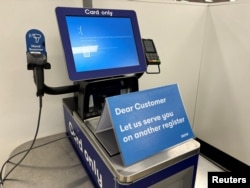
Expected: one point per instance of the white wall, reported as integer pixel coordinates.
(222, 113)
(18, 101)
(178, 31)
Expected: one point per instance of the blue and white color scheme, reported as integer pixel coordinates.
(147, 122)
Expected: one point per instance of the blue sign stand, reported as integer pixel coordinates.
(146, 122)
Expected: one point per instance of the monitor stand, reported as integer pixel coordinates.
(92, 93)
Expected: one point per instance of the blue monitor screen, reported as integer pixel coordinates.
(97, 45)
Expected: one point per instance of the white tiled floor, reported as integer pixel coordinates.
(204, 166)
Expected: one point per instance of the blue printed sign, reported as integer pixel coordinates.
(35, 41)
(146, 122)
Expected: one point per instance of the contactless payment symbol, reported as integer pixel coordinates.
(35, 41)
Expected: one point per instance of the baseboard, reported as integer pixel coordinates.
(222, 159)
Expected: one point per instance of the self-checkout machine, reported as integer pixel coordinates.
(124, 137)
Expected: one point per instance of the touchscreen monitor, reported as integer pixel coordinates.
(100, 43)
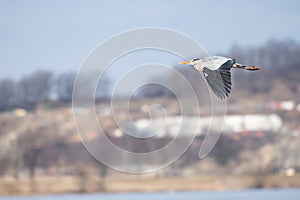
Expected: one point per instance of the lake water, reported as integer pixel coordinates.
(280, 194)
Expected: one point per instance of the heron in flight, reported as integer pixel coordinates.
(216, 70)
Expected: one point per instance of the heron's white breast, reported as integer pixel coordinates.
(213, 62)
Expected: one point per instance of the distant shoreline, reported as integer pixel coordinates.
(132, 183)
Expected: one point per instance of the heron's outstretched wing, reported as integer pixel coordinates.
(220, 79)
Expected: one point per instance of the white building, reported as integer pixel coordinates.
(189, 126)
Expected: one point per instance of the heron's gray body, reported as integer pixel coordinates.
(216, 70)
(212, 62)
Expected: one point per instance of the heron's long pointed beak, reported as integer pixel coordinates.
(185, 63)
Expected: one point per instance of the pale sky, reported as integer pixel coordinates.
(59, 34)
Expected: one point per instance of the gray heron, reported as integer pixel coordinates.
(216, 70)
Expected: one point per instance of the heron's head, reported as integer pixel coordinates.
(194, 62)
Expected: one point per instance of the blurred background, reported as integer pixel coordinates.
(43, 44)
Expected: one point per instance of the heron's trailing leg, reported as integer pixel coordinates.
(253, 68)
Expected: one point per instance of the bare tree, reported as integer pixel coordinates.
(64, 86)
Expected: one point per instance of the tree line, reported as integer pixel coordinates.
(279, 60)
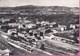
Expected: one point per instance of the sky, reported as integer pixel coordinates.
(13, 3)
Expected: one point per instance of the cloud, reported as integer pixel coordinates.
(12, 3)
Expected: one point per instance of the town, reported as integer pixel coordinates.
(22, 36)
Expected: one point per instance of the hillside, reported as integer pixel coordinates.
(60, 14)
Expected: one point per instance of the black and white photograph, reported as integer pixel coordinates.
(39, 27)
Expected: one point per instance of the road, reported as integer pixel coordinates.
(54, 47)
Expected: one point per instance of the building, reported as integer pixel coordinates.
(5, 52)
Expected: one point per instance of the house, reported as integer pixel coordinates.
(5, 52)
(62, 27)
(72, 26)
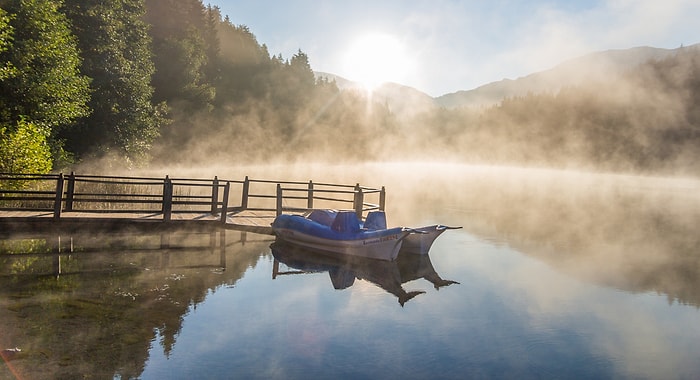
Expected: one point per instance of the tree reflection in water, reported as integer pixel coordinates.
(89, 306)
(344, 269)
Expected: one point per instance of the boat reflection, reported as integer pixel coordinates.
(344, 269)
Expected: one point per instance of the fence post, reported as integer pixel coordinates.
(70, 192)
(214, 195)
(279, 199)
(59, 198)
(310, 201)
(224, 205)
(382, 199)
(358, 201)
(167, 199)
(244, 197)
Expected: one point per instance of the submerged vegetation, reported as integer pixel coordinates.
(129, 83)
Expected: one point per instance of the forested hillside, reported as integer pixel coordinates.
(132, 83)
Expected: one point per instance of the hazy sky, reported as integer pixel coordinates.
(443, 46)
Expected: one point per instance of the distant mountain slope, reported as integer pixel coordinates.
(402, 100)
(407, 101)
(594, 66)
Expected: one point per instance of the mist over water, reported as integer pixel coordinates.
(560, 274)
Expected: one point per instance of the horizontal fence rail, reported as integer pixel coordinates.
(59, 193)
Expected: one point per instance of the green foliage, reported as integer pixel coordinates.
(47, 88)
(24, 150)
(7, 69)
(116, 54)
(184, 53)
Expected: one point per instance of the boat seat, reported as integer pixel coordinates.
(324, 217)
(376, 220)
(346, 222)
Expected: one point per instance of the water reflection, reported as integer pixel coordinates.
(89, 306)
(569, 276)
(344, 269)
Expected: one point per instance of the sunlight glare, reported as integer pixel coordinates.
(376, 58)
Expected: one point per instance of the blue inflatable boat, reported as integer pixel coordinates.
(342, 232)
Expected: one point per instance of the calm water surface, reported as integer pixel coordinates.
(554, 275)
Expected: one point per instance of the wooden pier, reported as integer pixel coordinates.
(58, 202)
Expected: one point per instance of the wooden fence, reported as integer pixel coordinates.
(59, 193)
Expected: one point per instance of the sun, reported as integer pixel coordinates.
(376, 58)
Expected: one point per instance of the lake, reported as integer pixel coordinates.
(555, 274)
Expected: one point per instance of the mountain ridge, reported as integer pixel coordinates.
(592, 66)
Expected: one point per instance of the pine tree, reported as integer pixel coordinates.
(115, 43)
(44, 85)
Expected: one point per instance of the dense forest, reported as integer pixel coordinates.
(132, 83)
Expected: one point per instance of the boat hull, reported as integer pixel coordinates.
(422, 239)
(376, 244)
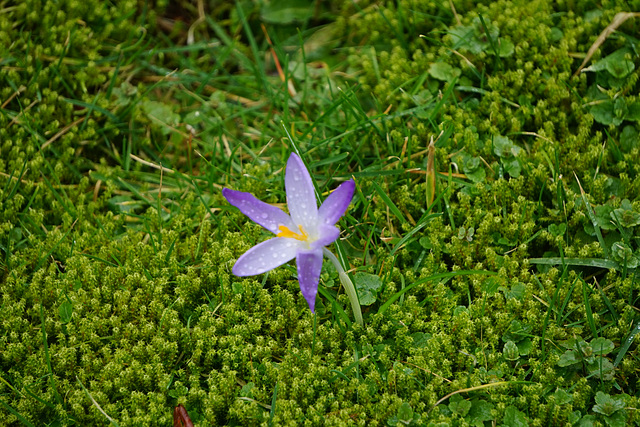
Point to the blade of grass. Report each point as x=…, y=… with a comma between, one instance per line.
x=627, y=343
x=439, y=276
x=587, y=307
x=96, y=404
x=16, y=414
x=47, y=357
x=582, y=262
x=387, y=201
x=592, y=217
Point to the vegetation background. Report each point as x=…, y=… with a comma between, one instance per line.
x=497, y=269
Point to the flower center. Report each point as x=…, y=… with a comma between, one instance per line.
x=285, y=232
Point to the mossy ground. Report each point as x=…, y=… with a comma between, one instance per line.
x=510, y=299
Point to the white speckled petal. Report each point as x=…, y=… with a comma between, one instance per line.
x=337, y=203
x=259, y=212
x=301, y=198
x=266, y=256
x=309, y=266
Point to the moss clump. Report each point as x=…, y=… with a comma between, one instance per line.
x=116, y=245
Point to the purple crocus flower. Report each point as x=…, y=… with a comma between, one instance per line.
x=301, y=235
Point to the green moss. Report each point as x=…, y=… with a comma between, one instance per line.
x=116, y=279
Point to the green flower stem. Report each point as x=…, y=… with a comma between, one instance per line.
x=348, y=286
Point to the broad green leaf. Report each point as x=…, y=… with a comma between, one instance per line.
x=607, y=405
x=66, y=311
x=367, y=286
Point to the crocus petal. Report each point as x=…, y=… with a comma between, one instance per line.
x=301, y=198
x=327, y=234
x=259, y=212
x=309, y=266
x=266, y=256
x=337, y=203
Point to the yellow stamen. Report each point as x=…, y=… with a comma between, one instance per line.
x=285, y=232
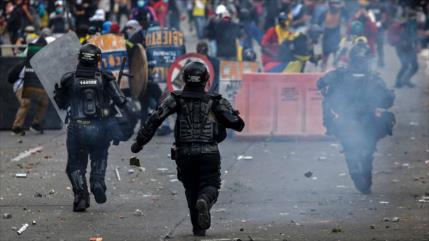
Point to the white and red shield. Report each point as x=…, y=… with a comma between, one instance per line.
x=174, y=80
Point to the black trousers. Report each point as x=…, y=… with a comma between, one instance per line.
x=200, y=175
x=92, y=140
x=409, y=65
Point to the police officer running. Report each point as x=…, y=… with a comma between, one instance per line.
x=200, y=126
x=354, y=106
x=87, y=94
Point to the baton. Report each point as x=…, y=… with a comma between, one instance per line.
x=121, y=71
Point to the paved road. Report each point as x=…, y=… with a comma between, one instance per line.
x=266, y=198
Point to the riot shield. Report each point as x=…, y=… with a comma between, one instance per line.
x=53, y=61
x=139, y=71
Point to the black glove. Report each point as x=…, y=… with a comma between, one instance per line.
x=135, y=147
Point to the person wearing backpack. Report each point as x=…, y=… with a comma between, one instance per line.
x=403, y=36
x=202, y=119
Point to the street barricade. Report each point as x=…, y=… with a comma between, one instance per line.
x=231, y=75
x=113, y=50
x=9, y=103
x=284, y=105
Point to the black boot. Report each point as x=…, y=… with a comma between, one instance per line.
x=80, y=190
x=99, y=191
x=81, y=202
x=199, y=232
x=203, y=209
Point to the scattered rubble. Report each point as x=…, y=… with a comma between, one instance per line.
x=138, y=213
x=22, y=229
x=424, y=199
x=117, y=174
x=38, y=194
x=21, y=175
x=134, y=161
x=308, y=174
x=27, y=153
x=337, y=230
x=242, y=157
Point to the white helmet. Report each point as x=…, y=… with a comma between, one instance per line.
x=222, y=11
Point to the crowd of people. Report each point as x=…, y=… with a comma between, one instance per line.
x=281, y=35
x=282, y=32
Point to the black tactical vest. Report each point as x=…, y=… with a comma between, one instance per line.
x=89, y=100
x=196, y=122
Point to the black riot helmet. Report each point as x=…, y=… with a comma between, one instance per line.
x=249, y=55
x=195, y=74
x=359, y=56
x=89, y=55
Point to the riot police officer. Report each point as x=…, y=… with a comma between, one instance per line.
x=200, y=126
x=355, y=111
x=87, y=95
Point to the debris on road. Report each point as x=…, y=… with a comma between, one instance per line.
x=308, y=174
x=38, y=194
x=337, y=230
x=334, y=145
x=95, y=239
x=242, y=157
x=27, y=153
x=117, y=174
x=406, y=165
x=21, y=175
x=424, y=199
x=138, y=213
x=22, y=229
x=134, y=161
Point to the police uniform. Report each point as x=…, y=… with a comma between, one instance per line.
x=352, y=96
x=88, y=94
x=200, y=126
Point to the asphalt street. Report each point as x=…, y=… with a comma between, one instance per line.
x=265, y=197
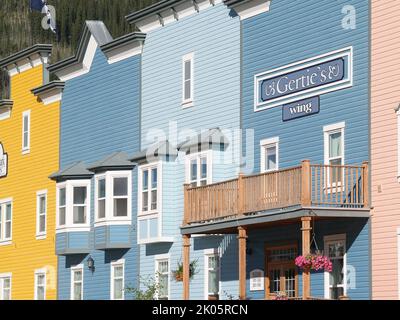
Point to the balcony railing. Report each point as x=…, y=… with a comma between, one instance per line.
x=333, y=186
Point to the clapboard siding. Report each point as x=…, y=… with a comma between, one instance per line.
x=385, y=51
x=291, y=32
x=214, y=37
x=100, y=115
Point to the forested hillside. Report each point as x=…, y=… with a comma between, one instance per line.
x=21, y=28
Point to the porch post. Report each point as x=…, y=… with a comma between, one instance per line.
x=242, y=262
x=185, y=264
x=305, y=230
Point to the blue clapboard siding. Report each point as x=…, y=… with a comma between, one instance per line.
x=100, y=115
x=214, y=37
x=290, y=32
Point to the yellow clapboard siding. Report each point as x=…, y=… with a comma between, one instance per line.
x=28, y=174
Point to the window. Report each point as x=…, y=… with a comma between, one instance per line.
x=5, y=286
x=256, y=280
x=334, y=152
x=198, y=168
x=212, y=272
x=26, y=131
x=269, y=150
x=5, y=221
x=73, y=205
x=113, y=197
x=77, y=283
x=41, y=213
x=335, y=281
x=162, y=277
x=187, y=80
x=40, y=285
x=117, y=280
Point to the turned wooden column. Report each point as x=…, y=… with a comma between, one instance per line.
x=305, y=233
x=186, y=265
x=242, y=262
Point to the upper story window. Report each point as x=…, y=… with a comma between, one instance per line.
x=113, y=191
x=41, y=214
x=269, y=151
x=199, y=168
x=5, y=221
x=5, y=286
x=73, y=205
x=334, y=151
x=26, y=131
x=187, y=80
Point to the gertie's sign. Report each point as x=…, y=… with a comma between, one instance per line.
x=300, y=109
x=3, y=162
x=304, y=79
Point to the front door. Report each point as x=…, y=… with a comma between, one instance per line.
x=281, y=275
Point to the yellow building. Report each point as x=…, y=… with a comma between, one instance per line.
x=29, y=145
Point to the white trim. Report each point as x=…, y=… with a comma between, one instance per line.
x=207, y=253
x=2, y=276
x=120, y=262
x=69, y=206
x=26, y=149
x=330, y=238
x=42, y=271
x=252, y=8
x=159, y=258
x=264, y=144
x=346, y=82
x=186, y=103
x=41, y=234
x=78, y=267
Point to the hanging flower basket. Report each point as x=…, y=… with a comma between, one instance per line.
x=314, y=262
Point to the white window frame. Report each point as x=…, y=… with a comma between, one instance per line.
x=186, y=103
x=161, y=258
x=73, y=269
x=41, y=234
x=109, y=218
x=2, y=277
x=328, y=130
x=118, y=263
x=207, y=254
x=264, y=144
x=26, y=149
x=37, y=273
x=253, y=278
x=3, y=203
x=208, y=154
x=327, y=240
x=69, y=207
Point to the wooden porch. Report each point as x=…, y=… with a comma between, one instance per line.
x=225, y=207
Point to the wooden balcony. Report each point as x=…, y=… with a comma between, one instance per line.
x=306, y=185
*****
**Task to complete:** Starting at the line with "Point to the white helmet." and ending at the line with "x=117, y=280", write out these entries again with "clapboard siding" swapped for "lap siding" and nothing else altered. Leave the pictures out.

**Response for this exercise:**
Point to the white helmet. Report each point as x=…, y=… with a comma between, one instance per line.
x=222, y=11
Point to the crowd of people. Report each point as x=…, y=… with a comma between, one instance per line.
x=281, y=35
x=282, y=32
Point to the black tactical vest. Report each point as x=…, y=… with a comma between, one instance per line.
x=89, y=100
x=196, y=122
Point to the black riot helmet. Report each point as x=…, y=… with a comma between, one instance per line.
x=249, y=55
x=195, y=74
x=359, y=56
x=89, y=55
Point to the riot police officer. Report each point as x=…, y=… with a comma between, one instance per line.
x=200, y=126
x=355, y=111
x=87, y=95
Point to the debris on road. Report each point as x=…, y=… with a comma between, one instance per line.
x=308, y=174
x=38, y=194
x=337, y=230
x=334, y=145
x=95, y=239
x=242, y=157
x=27, y=153
x=117, y=174
x=406, y=165
x=21, y=175
x=424, y=199
x=138, y=213
x=22, y=229
x=134, y=161
Point to the police uniform. Report each point as x=…, y=… with a comma between, one instance per line.
x=352, y=96
x=88, y=94
x=200, y=126
Point to the asphalt street. Report each point as x=…, y=… with a comma between, one instance per line.
x=265, y=197
Point to the balcony railing. Report each point as x=…, y=… with a comma between, one instance per line.
x=333, y=186
Point to the lap siding. Report each point as x=…, y=… with a comma between, one instance per line.
x=385, y=51
x=291, y=32
x=214, y=37
x=100, y=115
Point to the forested hillside. Report each point as x=…, y=… with a comma between, one instance per line.
x=21, y=28
Point to the porch post. Report each point as x=…, y=… with a comma between, one instance per line.
x=242, y=262
x=185, y=264
x=305, y=230
Point to the blue lap siding. Report each point as x=…, y=… with a comma between, one instance per line.
x=100, y=115
x=214, y=37
x=290, y=32
Point to the yellow lap siding. Report each point as x=…, y=… with a comma between, one instance per line.
x=28, y=174
Point to the window. Report each point as x=…, y=… with a comma between, one instance per line.
x=5, y=286
x=256, y=280
x=334, y=152
x=198, y=168
x=212, y=272
x=26, y=131
x=269, y=150
x=5, y=221
x=73, y=205
x=113, y=197
x=77, y=283
x=41, y=213
x=335, y=281
x=162, y=277
x=187, y=80
x=40, y=285
x=117, y=280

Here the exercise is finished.